WHAT TO WORK ON: Look through the records and copy every line in which "sneaker" appears.

*** Opening of PROVIDED DATA ***

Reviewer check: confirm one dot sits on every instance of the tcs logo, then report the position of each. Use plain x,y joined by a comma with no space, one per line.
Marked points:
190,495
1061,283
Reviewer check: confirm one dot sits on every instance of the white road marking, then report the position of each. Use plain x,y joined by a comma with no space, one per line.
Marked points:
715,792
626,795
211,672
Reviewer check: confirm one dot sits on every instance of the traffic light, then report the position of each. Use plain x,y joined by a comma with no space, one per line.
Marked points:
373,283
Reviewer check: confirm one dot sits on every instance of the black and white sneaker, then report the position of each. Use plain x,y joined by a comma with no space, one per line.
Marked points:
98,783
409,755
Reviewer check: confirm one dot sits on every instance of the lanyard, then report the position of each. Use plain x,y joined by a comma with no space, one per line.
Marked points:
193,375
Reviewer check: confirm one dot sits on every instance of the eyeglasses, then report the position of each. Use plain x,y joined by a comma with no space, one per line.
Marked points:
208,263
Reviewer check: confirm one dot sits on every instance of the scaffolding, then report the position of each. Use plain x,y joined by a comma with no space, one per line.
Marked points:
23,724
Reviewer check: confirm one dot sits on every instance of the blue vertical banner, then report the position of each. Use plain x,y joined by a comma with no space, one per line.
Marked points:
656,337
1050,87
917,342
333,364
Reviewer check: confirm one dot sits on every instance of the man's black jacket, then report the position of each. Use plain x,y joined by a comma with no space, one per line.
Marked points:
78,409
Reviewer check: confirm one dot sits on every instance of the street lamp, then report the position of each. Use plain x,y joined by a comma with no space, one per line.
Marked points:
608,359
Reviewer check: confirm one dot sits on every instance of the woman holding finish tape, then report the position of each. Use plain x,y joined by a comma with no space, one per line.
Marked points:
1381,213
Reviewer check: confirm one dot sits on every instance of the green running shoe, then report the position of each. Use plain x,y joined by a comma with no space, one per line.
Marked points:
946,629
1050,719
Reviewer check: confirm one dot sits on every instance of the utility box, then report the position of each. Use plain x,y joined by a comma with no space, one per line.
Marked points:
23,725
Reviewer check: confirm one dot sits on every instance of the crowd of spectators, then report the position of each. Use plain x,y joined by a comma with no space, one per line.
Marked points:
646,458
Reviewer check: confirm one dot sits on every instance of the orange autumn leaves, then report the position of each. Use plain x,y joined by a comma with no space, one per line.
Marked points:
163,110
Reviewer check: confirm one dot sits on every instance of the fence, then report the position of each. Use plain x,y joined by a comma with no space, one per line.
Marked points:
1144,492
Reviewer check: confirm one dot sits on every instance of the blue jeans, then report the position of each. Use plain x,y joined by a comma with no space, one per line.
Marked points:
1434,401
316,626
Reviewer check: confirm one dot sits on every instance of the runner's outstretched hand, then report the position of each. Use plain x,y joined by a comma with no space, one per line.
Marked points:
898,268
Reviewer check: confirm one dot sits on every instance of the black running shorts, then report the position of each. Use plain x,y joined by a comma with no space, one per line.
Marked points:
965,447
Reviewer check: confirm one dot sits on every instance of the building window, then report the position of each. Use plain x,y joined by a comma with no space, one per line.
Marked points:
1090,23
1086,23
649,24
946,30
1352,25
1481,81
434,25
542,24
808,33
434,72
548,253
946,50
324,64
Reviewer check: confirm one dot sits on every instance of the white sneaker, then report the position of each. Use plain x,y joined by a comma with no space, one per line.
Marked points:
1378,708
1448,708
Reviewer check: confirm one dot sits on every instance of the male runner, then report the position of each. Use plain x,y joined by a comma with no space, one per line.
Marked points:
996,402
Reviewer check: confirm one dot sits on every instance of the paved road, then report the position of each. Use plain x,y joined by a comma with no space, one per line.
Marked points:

*** Close of PROVIDED DATA ***

TASK ANSWER:
Reviewer check: confirm one dot sits on every instance of the black and white sneaker, then report the position of each. Use plain x,y joined by a comma with no space, one per line.
Reviewer check: confirm one dot sits on every instance of the white sneaker, then report the position of each. Use plain x,y joined by a comma with no space, one per line.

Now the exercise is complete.